大意: 给定$n,a$, 求$n$个$3$的倍数, $or$和为$a$的方案数.
简单容斥题
可以求出$f_{x,y}$表示所有$3$的倍数中, 奇数位不超过$x$个$1$, 偶数位不超过$y$个$1$的个数.
假设$a$二进制奇数位$c_1$个$1$,偶数位$c_0$个$1$, 根据容斥就有
$ans=\sum\limits_{i=0}^{c_1}\sum\limits_{j=0}^{c_0}(-1)^{c_0+c_1-i-j}\binom{c_1}{i}\binom{c_0}{j}f_{i,j}$
#include <iostream>
#include <sstream>
#include <algorithm>
#include <cstdio>
#include <math.h>
#include <set>
#include <map>
#include <queue>
#include <string>
#include <string.h>
#include <bitset>
#define REP(i,a,n) for(int i=a;i<=n;++i)
#define PER(i,a,n) for(int i=n;i>=a;--i)
#define hr putchar(10)
#define pb push_back
#define lc (o<<1)
#define rc (lc|1)
#define mid ((l+r)>>1)
#define ls lc,l,mid
#define rs rc,mid+1,r
#define x first
#define y second
#define io std::ios::sync_with_stdio(false)
#define endl '\n'
#define DB(a) ({REP(__i,1,n) cout<<a[__i]<<' ';hr;})

[收集的数据]
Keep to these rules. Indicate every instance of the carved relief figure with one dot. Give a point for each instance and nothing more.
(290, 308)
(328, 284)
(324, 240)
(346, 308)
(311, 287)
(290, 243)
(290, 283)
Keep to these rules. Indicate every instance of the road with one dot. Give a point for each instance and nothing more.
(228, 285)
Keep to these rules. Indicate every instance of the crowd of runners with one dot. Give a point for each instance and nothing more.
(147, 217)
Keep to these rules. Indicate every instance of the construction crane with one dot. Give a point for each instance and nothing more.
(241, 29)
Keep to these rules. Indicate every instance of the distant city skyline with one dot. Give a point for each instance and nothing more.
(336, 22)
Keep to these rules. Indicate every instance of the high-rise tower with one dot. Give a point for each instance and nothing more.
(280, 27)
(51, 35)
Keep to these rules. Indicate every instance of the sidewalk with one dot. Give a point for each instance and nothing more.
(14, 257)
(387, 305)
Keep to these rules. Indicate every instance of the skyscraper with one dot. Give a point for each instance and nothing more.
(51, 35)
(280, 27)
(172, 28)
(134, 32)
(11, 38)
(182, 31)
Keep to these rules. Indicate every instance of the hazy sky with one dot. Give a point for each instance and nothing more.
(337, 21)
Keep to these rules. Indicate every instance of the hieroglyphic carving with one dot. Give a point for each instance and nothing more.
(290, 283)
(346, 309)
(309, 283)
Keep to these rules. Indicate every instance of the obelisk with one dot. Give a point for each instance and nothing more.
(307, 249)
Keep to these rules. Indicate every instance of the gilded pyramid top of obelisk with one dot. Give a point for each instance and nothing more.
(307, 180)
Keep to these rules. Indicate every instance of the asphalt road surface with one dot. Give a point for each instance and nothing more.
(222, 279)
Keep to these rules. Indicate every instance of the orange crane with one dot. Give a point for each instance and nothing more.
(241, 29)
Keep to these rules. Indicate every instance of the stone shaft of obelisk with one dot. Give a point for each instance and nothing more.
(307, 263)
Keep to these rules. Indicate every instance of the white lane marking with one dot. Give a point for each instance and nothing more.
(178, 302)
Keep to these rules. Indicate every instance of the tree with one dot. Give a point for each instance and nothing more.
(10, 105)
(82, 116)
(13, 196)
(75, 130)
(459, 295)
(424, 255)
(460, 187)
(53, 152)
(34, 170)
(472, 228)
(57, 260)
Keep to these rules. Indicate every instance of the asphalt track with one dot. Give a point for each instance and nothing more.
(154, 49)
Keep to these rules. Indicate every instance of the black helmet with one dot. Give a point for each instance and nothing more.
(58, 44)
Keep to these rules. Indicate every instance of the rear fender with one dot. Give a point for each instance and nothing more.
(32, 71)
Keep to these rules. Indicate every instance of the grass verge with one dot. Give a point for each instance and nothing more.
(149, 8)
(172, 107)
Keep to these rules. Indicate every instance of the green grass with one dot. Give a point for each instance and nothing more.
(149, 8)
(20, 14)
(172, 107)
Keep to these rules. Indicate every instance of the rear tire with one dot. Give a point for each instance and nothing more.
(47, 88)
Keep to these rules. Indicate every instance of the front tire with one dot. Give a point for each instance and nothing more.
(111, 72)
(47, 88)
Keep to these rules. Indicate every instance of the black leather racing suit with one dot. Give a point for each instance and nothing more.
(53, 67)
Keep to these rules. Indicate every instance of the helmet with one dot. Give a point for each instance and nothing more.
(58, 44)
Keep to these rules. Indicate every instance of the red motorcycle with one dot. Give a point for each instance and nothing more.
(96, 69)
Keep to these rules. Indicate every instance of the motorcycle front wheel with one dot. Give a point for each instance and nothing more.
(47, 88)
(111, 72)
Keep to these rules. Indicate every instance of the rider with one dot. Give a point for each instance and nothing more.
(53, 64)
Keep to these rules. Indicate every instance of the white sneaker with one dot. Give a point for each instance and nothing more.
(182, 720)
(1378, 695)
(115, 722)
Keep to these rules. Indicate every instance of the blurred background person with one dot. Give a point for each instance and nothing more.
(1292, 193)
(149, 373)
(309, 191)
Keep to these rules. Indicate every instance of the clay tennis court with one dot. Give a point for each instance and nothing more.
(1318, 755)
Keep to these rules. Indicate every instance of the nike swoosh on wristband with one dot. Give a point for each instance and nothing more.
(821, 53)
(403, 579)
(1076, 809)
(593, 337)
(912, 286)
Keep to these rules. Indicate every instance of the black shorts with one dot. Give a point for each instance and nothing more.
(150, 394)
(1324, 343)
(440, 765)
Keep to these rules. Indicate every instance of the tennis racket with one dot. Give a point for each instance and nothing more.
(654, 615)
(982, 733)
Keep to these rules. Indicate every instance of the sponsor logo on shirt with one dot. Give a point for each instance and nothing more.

## 操作指令
1. 这篇题解把这道题归为哪一类题？
2. 请一字不改地输出这篇题解中的一段：从含有“#define hr putchar(10)”的文字开始，到“#define io std::ios::sync_with_stdio(false)”结束。
这些条目是另外的材料。

## 已解问题
1. 简单容斥题。

2.
#define hr putchar(10)
#define pb push_back
#define lc (o<<1)
#define rc (lc|1)
#define mid ((l+r)>>1)
#define ls lc,l,mid
#define rs rc,mid+1,r
#define x first
#define y second
#define io std::ios::sync_with_stdio(false)